(Fragmento del texto):

 

            ¿A qué se parecen esos seres sanguinarios? Sin duda, tienen un andar torpe y desarbolado semejante al de Frankenstein o al de los muertos vivientes; buscan la oscuridad y los recodos, como  los hombres-lobo o los vampiros siempre sedientos. Fíjense: el hombre-lobo o el vampiro son figuras originariamente humanas, víctimas de alguna mutación que ha trastornado su biología, pero son, además, seres que infligen el mal porque se sienten desdichados, porque se sienten apartados, porque se sienten repudiados por la comunidad. Son aleaciones bestiales: con su condición desdibujada y sin identidad fija, estable, definida. Experimentan, pues, un aborrecimiento, un desdén, y a causa de él se rebelan. ¿Contra quién? Contra sus semejantes, a quienes pretenden exterminar o convertir en congéneres. La mordedura no nos extermina, sino que nos transforma: despierta una fiera interior que teníamos alojada y que obra con crueldad irreprimible, ajena a los dictados morales.

(Qué hay que hacer):
Resume en dos oraciones el fragmento sobre los seres sanguinarios.

Fragmentos de un conjunto de datos
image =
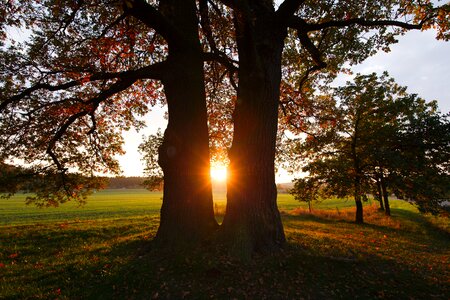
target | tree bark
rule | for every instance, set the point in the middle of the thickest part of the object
(187, 214)
(387, 210)
(252, 222)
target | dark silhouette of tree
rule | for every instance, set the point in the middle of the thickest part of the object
(91, 68)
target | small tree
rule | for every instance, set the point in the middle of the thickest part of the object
(378, 131)
(306, 190)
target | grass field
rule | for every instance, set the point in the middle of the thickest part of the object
(104, 251)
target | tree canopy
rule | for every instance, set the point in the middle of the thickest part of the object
(90, 69)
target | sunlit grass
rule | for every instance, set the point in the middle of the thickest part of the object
(107, 254)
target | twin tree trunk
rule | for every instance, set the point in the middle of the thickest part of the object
(187, 214)
(252, 222)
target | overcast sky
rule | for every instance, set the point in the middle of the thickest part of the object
(417, 61)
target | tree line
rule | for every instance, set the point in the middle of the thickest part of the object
(374, 138)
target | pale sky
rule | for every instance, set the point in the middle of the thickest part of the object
(417, 61)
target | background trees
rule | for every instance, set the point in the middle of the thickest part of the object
(375, 136)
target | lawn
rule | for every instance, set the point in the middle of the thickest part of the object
(104, 251)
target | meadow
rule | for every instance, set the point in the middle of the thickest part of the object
(104, 251)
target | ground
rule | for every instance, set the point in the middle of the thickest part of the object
(104, 251)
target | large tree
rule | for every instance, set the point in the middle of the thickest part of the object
(313, 36)
(86, 73)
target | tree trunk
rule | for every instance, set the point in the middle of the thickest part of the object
(358, 174)
(380, 194)
(359, 208)
(387, 207)
(187, 214)
(252, 222)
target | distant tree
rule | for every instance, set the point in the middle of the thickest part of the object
(149, 149)
(306, 190)
(421, 170)
(377, 134)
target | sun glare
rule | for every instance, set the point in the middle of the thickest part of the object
(218, 173)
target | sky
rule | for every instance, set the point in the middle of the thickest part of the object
(417, 61)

(Solución):
Los seres sanguinarios andan torpes como Frankenstein o los muertos vivientes y buscan la oscuridad como los hombres-lobo o los vampiros. Estas figuras, humanas en su origen y trastornadas por una mutación, hacen el mal porque se sienten apartadas y repudiadas, se rebelan contra sus semejantes para exterminarlos o convertirlos, y su mordedura despierta en nosotros una fiera cruel, ajena a la moral.